[PASSAGE FOR REVIEW]:
Team:EPFL/Software CELLO
Cello
Over the course of this summer, we developed a suite of tools intended to help users design their own biological circuits for their target systems. Our journey into the realm of bioinformatics began when we discovered Cello. Published on March 31, 2016 in Nature, Cello takes user inputs in the form of a circuit described using Verilog code, and a user constraint file (UCF) that contains biological data pertaining to the system chosen by the user and a list of gates that the user can put in that system. By combining these two inputs with a series of algorithms, the program returns one or more plasmids that, once put in a host cell, will recreate the circuit the user has defined. By choosing the input promoters, the user can decide what molecules or transcription factors to use as inputs to the logical circuit. This circuit can allow the cell to make novel decisions and calculations based on its environment, metabolism, and health.
This tool is immensely powerful, as well as accurate. In its original round of testing, the authors found that 71% of the tested circuits acted as expected on the first try. The program has certain limitations, however. Cello is modular, which makes it adaptable to the user’s requirements. Currently, the only publically available UCFs are defined in E. Coli, meaning that it is not immediately usable in other systems. This brings up an even more important point: currently, UCFs are treated as completely local files, meaning that for one researcher to use information obtained by another, that information has to be passed directly from one to the other. This is inefficient, of course, since it is likely that at any given point a user could obtain or build more gates than they are actually aware of. Finally, using Cello requires a basic understanding of how Verilog code works, meaning that there is a slight learning code before you can start to use the program.
We also felt that we could make Cello even more powerful by introducing new biochemistries to it. It is currently only built to work with transcription factors and CRISPRi, but the future in gate-building technology may very well lie with dCas9-based gates. This is because dCas9 allows for the creation of “programmable” transcription factors. Finding actual transcription factors that work well in the host, but also don’t interfere with its genome is a real challenge. With dCas9, guide RNAs can be used to guide the dCas9 to specific 23-nucleotide long targets. In addition, transcriptional effectors can be attached to the dCas9 directly, or attached to the RNA directly using an architecture first described by Zalatan et al. (2015). See our Biological Project Page for more details! Using this structure, we can have multiple effectors in the same synthetic system, with varying degrees of repression and activation, effectively fine-tuning the transcriptional response to each promoter. This system is made even more powerful by the discovery of “programmable” promoters, which have certain known internal regions in which the code can be changed without affecting the strength of the promoter. By modifying the code in these regions, it is possible to give each promoter its own barcode, which can be targeted by a unique guide RNA.
Our modifications
Cello is made to function with the UCF as its only source of external data regarding the gate library available. We therefore also modified the program to include new external inputs. In our version, the collection of gates taken from the UCF and from the database are combined into a single collection within the program. Since multiple dCas9-based gates could depend on common features – the dCas9 protein, activators, and repressors, for example – these “associated parts” are also taken into account by the program and built into a separate plasmid.
Just as our databases our user-friendly, we also created a refined user interface for circuit creation in Cello. This user interface relies on an intuitive drag-and-drop system, eliminating the need to understand structural code in Verilog. For those circuits best described using case statements, the original input forms still exist.

[DATA TO EXAMINE]:
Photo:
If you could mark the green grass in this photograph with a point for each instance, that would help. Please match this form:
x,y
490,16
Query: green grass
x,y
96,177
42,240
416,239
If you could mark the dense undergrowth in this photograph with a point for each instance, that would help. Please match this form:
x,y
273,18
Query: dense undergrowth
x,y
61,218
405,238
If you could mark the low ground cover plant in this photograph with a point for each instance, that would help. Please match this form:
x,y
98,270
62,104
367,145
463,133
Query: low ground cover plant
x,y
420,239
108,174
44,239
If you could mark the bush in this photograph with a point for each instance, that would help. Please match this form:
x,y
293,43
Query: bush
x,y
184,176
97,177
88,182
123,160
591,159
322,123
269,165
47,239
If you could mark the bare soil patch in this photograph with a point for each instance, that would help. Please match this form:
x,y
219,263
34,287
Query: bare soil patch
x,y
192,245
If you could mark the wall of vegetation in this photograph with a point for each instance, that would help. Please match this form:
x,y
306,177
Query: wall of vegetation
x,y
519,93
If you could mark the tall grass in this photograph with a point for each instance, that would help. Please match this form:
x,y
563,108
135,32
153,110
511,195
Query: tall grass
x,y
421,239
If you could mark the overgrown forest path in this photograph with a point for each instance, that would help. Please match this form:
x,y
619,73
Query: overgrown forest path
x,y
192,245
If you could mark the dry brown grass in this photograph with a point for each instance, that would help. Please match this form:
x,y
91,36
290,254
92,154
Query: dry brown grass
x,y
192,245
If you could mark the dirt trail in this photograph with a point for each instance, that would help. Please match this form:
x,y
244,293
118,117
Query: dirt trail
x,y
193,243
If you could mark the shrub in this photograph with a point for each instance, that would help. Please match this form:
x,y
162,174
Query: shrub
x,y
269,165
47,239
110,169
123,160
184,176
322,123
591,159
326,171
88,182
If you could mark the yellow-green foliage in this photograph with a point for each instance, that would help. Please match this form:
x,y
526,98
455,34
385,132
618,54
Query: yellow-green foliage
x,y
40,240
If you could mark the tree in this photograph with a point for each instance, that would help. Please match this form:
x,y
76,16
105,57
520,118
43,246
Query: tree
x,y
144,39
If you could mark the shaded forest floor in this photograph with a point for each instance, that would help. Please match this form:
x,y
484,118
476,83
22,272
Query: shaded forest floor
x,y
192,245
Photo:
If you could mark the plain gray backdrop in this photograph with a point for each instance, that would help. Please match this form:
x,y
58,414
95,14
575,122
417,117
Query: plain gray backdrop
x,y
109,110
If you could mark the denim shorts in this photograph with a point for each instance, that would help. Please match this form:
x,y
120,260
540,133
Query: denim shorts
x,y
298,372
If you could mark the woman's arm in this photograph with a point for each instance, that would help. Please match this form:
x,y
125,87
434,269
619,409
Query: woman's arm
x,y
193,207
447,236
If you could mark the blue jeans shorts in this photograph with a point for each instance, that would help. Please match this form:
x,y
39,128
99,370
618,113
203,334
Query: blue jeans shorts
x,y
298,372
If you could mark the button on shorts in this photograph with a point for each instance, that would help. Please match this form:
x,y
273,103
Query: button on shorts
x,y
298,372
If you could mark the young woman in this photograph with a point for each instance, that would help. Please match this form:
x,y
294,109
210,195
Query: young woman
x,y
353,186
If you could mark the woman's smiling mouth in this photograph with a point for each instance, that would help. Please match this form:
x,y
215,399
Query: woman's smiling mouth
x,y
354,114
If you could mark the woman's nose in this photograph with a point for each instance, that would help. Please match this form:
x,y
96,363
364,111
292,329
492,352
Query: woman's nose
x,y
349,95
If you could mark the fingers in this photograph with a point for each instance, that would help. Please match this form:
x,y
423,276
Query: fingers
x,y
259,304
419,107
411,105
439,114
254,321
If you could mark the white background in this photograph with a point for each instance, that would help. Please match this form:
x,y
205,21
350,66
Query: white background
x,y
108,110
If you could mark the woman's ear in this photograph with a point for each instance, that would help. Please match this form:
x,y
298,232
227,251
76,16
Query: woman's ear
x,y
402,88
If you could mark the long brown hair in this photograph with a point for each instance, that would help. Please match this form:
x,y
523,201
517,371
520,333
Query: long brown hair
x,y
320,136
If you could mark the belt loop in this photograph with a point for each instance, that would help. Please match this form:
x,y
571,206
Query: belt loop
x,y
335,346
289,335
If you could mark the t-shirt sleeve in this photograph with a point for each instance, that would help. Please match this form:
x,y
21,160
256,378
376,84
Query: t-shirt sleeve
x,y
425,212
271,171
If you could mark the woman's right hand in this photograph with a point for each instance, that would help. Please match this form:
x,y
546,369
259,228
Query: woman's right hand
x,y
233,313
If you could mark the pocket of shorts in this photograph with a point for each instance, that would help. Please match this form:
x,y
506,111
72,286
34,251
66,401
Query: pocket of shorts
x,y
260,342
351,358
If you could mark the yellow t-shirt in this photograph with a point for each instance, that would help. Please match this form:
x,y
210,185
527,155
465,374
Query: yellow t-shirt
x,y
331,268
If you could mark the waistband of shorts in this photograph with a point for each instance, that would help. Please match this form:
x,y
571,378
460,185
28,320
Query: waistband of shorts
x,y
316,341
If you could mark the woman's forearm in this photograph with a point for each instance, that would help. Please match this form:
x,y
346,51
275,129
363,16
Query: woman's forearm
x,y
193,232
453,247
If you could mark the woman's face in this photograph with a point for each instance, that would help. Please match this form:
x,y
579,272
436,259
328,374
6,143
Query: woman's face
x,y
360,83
==
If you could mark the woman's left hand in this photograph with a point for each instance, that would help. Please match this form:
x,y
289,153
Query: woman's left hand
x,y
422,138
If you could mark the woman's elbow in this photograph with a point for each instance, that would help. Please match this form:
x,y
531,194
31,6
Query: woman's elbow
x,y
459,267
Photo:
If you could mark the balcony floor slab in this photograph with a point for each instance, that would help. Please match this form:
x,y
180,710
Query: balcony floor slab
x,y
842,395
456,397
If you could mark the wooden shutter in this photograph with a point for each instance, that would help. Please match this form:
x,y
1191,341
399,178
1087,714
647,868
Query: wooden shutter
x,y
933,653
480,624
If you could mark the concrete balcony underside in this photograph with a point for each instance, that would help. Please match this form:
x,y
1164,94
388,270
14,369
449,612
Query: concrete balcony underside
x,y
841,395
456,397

[PROBLEM SET]:
(1) In the Cello page, rewrite everything from "Our modifications" down to "a separate plasmid.", substituting "part library" for "gate library".
(2) According to the Cello page, a circuit can let the cell make novel decisions and calculations based on what? List each one.

[SOLUTIONS TO THE TASKS]:
(1)
Our modifications
Cello is made to function with the UCF as its only source of external data regarding the part library available. We therefore also modified the program to include new external inputs. In our version, the collection of gates taken from the UCF and from the database are combined into a single collection within the program. Since multiple dCas9-based gates could depend on common features – the dCas9 protein, activators, and repressors, for example – these “associated parts” are also taken into account by the program and built into a separate plasmid.

(2)
- Its environment
- Its metabolism
- Its health